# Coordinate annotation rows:

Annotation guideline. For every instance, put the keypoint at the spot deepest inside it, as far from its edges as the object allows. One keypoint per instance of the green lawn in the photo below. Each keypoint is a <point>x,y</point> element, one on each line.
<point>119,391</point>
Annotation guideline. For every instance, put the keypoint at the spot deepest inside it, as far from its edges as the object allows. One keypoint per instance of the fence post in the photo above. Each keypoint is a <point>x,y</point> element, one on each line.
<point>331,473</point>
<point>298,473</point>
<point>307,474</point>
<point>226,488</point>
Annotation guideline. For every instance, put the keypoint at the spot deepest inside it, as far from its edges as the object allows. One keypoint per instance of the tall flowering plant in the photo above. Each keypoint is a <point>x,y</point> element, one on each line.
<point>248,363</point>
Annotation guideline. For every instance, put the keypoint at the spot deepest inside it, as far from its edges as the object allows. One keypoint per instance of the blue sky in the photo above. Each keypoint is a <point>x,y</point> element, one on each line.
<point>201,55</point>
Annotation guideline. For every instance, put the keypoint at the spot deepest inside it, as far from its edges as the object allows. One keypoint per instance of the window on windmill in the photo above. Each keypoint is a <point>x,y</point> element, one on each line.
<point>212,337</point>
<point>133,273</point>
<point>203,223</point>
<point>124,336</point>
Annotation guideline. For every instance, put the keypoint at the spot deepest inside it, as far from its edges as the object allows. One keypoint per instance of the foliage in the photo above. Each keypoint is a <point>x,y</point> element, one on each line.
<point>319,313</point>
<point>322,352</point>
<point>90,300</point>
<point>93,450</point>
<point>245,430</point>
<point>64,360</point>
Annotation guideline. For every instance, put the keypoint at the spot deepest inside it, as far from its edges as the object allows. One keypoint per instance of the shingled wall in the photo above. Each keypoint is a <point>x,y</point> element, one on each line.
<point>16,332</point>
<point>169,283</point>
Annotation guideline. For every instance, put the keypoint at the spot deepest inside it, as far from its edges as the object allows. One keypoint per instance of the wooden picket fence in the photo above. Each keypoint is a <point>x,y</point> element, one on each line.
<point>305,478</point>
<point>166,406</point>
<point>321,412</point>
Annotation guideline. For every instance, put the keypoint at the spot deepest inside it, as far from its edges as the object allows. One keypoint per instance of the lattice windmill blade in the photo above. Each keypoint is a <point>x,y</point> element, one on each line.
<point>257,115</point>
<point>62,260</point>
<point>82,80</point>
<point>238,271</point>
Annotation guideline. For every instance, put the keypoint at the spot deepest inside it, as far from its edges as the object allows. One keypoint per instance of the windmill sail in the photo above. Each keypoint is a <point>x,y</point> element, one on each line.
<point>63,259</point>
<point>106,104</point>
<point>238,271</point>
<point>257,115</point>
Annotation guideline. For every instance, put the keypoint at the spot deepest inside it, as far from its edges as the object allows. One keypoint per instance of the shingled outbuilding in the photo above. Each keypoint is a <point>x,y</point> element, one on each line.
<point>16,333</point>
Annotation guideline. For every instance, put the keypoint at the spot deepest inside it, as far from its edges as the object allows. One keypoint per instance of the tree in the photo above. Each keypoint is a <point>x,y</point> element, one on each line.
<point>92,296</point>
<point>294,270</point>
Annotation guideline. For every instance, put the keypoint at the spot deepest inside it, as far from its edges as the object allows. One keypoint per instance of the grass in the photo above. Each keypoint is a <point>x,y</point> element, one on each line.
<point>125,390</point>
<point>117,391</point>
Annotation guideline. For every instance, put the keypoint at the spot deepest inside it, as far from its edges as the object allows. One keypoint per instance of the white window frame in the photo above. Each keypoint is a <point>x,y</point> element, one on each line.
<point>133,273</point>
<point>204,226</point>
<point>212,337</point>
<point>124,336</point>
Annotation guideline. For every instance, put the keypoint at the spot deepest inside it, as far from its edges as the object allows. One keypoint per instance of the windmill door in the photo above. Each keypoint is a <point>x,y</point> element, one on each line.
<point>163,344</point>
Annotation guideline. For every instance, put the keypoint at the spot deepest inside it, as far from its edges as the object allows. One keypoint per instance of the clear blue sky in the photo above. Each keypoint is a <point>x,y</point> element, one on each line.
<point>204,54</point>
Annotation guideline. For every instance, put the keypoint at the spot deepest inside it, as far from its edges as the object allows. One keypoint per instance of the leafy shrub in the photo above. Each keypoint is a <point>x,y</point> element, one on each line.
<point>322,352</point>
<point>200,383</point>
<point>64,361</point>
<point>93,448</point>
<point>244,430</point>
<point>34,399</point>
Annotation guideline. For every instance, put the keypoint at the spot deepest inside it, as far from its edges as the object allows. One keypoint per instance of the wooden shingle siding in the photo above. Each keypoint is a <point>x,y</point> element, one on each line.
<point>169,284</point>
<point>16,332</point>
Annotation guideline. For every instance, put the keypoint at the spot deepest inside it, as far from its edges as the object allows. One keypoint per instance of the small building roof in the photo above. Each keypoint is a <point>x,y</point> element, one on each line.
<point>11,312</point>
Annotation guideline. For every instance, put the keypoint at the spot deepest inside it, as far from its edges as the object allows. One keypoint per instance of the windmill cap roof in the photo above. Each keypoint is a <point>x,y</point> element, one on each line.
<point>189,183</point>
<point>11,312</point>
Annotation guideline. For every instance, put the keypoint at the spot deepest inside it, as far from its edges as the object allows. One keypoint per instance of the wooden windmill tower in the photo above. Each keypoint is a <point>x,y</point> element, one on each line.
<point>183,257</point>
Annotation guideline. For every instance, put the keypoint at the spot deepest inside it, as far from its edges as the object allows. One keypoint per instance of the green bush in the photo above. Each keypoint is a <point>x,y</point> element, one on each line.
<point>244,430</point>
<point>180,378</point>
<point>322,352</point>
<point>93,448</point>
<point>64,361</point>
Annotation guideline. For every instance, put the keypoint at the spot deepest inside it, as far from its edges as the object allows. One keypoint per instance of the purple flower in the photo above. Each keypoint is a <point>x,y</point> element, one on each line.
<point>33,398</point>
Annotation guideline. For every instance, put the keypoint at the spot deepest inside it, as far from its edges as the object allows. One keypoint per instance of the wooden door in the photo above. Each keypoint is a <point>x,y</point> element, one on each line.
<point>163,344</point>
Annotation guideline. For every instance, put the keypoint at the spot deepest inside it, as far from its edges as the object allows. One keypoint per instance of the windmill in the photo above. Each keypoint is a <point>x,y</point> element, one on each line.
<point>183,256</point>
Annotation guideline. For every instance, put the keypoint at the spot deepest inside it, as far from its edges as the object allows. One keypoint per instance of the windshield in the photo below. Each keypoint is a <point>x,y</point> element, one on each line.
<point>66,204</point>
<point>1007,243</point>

# EXERCISE:
Convert the rows above into a numbered list, leaving out any blank lines.

# ANSWER TO THE TASK:
1. Annotation guideline. For every instance, put the keypoint at the spot deepest inside it, as far from its edges as the object allows. One keypoint per instance of the green lawn in the photo below. Each keypoint is a <point>x,y</point> element, one on each line.
2. <point>119,391</point>
3. Annotation guideline. For every instance, put the keypoint at the spot deepest inside it, as far from its edges as the object allows. One keypoint per instance of the fence post in the photo above. Each keypoint is a <point>x,y</point> element, one on each line.
4. <point>331,473</point>
5. <point>298,473</point>
6. <point>307,474</point>
7. <point>226,488</point>
8. Annotation guideline. For every instance, put the keypoint at the spot deepest inside it, as far from its edges as the object allows. One keypoint per instance of the tall flowering plant in the photo above. Each keypoint is a <point>x,y</point> element, one on each line.
9. <point>248,363</point>
10. Annotation guideline. For every instance, put the keypoint at the spot deepest inside it, as far from its edges as the object allows. One keypoint per instance of the blue sky in the photo above. Each keypoint is a <point>x,y</point> element, one on each line.
11. <point>201,55</point>
12. Annotation guideline. For every instance, put the keypoint at the spot deepest inside it, as far from its edges as the object allows. One keypoint per instance of the window on windmill in the photo above. Each keypoint is a <point>x,y</point> element, one on each line.
13. <point>212,337</point>
14. <point>133,273</point>
15. <point>203,223</point>
16. <point>124,336</point>
17. Annotation guideline. For every instance, put the keypoint at the spot deepest inside it, as far from its edges as the object allows. One keypoint per instance of the foliage in the photo above. Each keypoint is a <point>x,y</point> element, one on each line.
18. <point>319,313</point>
19. <point>322,352</point>
20. <point>90,300</point>
21. <point>93,450</point>
22. <point>245,430</point>
23. <point>64,360</point>
24. Annotation guideline. For every instance, put the keypoint at the spot deepest inside it, as far from its edges as the object allows. One keypoint per instance of the shingled wall in the photo above. Each keypoint is a <point>x,y</point> element, one on each line.
25. <point>16,332</point>
26. <point>169,283</point>
27. Annotation guideline. For every instance, put the keypoint at the spot deepest inside it, as far from its edges as the object allows. One keypoint per instance of the wooden picket fence in the photo above. Each keypoint is a <point>x,y</point> element, one on each line.
28. <point>305,478</point>
29. <point>166,406</point>
30. <point>321,412</point>
31. Annotation guideline. For every instance, put the keypoint at the spot deepest inside it, as far from its edges as the object allows. One keypoint per instance of the lattice windmill blade in the photo above. Each keypoint is a <point>x,y</point> element, one on each line.
32. <point>257,115</point>
33. <point>62,260</point>
34. <point>82,80</point>
35. <point>238,271</point>
36. Annotation guideline. For every instance, put the keypoint at the spot deepest inside it, as far from its edges as the object allows. One keypoint per instance of the windmill sail in the photo above. Each keypoint is a <point>x,y</point> element, one on each line.
37. <point>63,259</point>
38. <point>106,104</point>
39. <point>238,271</point>
40. <point>257,115</point>
41. Annotation guideline. For every instance, put the keypoint at the spot deepest inside it, as far from its edges as the object allows. One keypoint per instance of the shingled outbuilding in the photo above. Each keypoint is a <point>x,y</point> element, one on each line.
42. <point>16,333</point>
43. Annotation guideline. For every instance, put the keypoint at the spot deepest inside it, as far from its edges as the object allows. One keypoint per instance of the tree in the photo above. Each keypoint is a <point>x,y</point> element, one on each line.
44. <point>92,296</point>
45. <point>294,270</point>
46. Annotation guideline. For every instance, put the keypoint at the spot deepest inside it, as far from its edges as the object allows. One keypoint per instance of the grass in the photo above. Each keypoint is a <point>x,y</point> element, one on each line.
47. <point>125,390</point>
48. <point>117,391</point>
49. Annotation guideline. For every instance, put the keypoint at the spot deepest inside it, as far from its edges as the object allows. One keypoint per instance of the white window frame in the photo above. Each keypoint is a <point>x,y</point> element, one on each line.
50. <point>133,273</point>
51. <point>204,226</point>
52. <point>212,337</point>
53. <point>124,336</point>
54. Annotation guideline. For every instance, put the keypoint at the spot deepest inside it, as far from its edges as the object allows. One keypoint per instance of the windmill door in the photo above. Each keypoint is a <point>x,y</point> element, one on each line.
55. <point>163,344</point>
56. Annotation guideline. For every instance, put the keypoint at the spot deepest inside it, as far from its edges as the object allows. One keypoint per instance of the clear blue sky in the photo above. Each keypoint is a <point>x,y</point> element, one on each line.
57. <point>204,54</point>
58. Annotation guideline. For every instance, put the keypoint at the spot deepest inside it, as far from its edges as the object allows. One keypoint per instance of the leafy shrub in the photo above. Each keypoint is a <point>x,y</point> element, one on each line.
59. <point>322,352</point>
60. <point>200,383</point>
61. <point>64,361</point>
62. <point>93,448</point>
63. <point>244,430</point>
64. <point>34,399</point>
65. Annotation guideline. For every instance, put the keypoint at the spot deepest inside it, as far from its edges as the object allows. One keypoint per instance of the wooden shingle siding in the photo above. Each keypoint is a <point>x,y</point> element, one on each line.
66. <point>169,284</point>
67. <point>16,332</point>
68. Annotation guideline. For every instance, put the keypoint at the spot deepest inside it, as far from its edges as the object allows. One keypoint per instance of the small building roof in the photo above. Each keypoint is a <point>x,y</point> element, one on each line.
69. <point>11,312</point>
70. Annotation guideline. For every instance, put the keypoint at the spot deepest inside it, as far from its edges as the object allows. One keypoint per instance of the windmill cap roof in the photo above. Each keypoint is a <point>x,y</point> element, one on each line.
71. <point>189,183</point>
72. <point>11,312</point>
73. Annotation guideline. For every instance, put the keypoint at the spot deepest inside it, as far from its edges as the object allows. One keypoint per instance of the wooden windmill tower in the photo above. Each keypoint is a <point>x,y</point> element, one on each line.
74. <point>183,257</point>
75. Annotation guideline. For every instance, put the keypoint at the spot deepest inside it, as far from its edges as the object allows. One keypoint per instance of the green bush in the photo above. Each keypoint is a <point>x,y</point> element, one on each line.
76. <point>244,430</point>
77. <point>180,378</point>
78. <point>322,352</point>
79. <point>93,448</point>
80. <point>64,361</point>
81. Annotation guideline. For every instance, put the keypoint at the spot deepest inside it, as far from its edges as the object allows. One keypoint per instance of the purple flower in the photo above. Each keypoint is a <point>x,y</point> element, one on each line.
82. <point>33,398</point>
83. Annotation guideline. For every instance, put the keypoint at the spot deepest inside it, as far from its edges as the object allows. One keypoint per instance of the wooden door in the photo above. Each keypoint is a <point>x,y</point> element, one on each line.
84. <point>163,344</point>
85. Annotation guideline. For every instance, put the keypoint at the spot deepest inside it, as far from its edges as the object allows. One keypoint per instance of the windmill in the photo above. Each keypoint is a <point>x,y</point> element, one on each line.
86. <point>183,256</point>
87. Annotation guideline. For every instance, put the keypoint at the spot deepest inside it, as far from its edges as the object allows. One keypoint per instance of the windshield in the photo below. Each keypoint is a <point>x,y</point> element, one on each line.
88. <point>66,204</point>
89. <point>1007,243</point>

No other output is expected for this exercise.